[Exercise input Boundary: Start]

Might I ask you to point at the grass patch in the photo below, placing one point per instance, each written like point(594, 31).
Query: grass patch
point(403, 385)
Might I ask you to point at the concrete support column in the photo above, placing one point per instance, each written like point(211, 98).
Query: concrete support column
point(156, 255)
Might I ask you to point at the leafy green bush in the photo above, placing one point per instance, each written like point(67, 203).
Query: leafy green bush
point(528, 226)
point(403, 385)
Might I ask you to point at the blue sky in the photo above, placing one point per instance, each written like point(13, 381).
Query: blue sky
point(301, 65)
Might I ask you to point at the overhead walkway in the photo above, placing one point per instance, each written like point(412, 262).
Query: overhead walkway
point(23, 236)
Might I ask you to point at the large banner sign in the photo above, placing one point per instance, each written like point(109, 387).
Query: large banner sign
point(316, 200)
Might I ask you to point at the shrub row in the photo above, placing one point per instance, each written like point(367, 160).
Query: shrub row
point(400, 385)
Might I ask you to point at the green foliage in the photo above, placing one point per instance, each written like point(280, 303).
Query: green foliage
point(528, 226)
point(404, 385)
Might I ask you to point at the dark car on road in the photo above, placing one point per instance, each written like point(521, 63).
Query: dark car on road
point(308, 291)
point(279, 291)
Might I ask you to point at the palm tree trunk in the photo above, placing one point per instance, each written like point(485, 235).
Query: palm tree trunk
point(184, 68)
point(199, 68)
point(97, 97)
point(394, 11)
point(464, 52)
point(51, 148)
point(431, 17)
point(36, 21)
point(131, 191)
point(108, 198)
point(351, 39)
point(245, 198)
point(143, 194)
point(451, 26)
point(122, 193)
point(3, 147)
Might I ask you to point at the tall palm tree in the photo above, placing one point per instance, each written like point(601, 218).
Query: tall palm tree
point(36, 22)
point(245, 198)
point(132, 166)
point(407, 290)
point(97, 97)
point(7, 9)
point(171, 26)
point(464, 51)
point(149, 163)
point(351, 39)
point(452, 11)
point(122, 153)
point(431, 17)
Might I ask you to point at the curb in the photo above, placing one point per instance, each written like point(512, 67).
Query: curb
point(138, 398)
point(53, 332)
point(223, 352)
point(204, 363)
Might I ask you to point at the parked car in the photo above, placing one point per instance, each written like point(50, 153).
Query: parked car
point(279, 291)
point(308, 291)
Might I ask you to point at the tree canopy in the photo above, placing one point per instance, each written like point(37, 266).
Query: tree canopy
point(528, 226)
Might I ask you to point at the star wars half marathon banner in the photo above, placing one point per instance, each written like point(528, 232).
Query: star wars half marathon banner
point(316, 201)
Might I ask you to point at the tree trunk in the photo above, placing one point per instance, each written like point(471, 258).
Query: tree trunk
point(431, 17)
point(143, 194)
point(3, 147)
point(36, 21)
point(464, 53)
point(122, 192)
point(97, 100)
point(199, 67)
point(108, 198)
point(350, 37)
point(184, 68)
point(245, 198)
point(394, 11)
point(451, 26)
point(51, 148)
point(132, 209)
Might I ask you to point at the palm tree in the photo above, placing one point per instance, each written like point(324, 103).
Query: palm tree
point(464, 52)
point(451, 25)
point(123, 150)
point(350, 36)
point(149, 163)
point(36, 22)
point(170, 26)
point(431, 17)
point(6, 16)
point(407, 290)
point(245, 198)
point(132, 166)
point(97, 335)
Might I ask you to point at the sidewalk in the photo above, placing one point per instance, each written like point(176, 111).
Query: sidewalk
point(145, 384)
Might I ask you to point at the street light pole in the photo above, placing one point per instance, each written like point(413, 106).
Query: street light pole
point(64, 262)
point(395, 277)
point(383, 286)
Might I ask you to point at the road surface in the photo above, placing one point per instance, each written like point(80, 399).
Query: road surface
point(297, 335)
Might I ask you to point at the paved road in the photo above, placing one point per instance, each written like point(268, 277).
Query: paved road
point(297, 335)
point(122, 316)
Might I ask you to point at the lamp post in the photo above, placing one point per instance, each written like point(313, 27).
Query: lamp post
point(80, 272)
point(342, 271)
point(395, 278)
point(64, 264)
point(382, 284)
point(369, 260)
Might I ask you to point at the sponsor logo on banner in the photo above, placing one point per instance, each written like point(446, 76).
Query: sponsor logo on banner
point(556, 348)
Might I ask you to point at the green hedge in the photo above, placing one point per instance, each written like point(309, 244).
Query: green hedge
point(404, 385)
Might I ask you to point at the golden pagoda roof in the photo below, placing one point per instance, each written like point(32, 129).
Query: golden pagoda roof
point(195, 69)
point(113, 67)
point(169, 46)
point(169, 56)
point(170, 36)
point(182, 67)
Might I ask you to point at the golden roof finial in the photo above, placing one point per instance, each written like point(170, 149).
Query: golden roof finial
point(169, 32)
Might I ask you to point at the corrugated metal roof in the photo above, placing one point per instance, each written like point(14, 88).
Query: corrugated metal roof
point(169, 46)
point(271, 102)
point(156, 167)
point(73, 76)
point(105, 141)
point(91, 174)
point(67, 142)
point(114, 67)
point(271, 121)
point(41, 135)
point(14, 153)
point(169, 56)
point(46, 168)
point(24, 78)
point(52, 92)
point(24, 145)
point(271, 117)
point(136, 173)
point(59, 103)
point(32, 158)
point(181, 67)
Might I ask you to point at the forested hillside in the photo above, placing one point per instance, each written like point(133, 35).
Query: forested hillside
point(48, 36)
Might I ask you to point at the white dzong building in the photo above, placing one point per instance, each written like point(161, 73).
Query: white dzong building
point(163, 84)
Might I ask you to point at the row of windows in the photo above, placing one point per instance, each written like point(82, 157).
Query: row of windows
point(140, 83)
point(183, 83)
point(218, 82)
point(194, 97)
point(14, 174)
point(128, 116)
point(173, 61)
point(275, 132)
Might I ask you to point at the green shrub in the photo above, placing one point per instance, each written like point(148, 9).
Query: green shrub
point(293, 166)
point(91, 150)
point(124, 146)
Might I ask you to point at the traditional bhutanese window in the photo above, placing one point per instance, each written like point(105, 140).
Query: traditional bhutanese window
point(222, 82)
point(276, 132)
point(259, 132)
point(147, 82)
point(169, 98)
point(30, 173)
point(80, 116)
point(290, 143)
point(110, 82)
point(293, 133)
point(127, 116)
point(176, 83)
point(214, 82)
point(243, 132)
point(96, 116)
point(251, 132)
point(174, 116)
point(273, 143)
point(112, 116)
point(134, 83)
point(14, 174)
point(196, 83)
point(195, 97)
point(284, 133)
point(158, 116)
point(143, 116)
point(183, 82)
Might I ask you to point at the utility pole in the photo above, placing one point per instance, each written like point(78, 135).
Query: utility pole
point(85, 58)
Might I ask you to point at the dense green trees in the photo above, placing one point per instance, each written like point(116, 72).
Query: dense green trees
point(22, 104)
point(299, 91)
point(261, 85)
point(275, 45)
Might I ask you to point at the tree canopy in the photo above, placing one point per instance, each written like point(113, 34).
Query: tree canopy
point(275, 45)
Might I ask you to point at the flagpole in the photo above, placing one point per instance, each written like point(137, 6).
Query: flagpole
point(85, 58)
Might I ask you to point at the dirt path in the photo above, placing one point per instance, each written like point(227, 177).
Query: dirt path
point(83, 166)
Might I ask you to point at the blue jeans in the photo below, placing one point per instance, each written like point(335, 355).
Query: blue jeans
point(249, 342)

[Exercise input Boundary: End]

Taking the entries above, print exactly the lines starting at the line with "Might I ask you to point at the leafy" and ending at the line with "Might I ask you to point at the overhead", both included.

→ Answer to this exercise
Might I ask you to point at the leafy green bush in the photo above, placing one point per instance, each written like point(67, 203).
Query: leafy green bush
point(528, 226)
point(403, 385)
Might I ask you to point at the blue sky in the photo above, placing one point per instance, each written like point(13, 381).
Query: blue sky
point(301, 65)
Might I ask you to point at the overhead walkway in the photo above, placing one point per instance, each written like point(412, 262).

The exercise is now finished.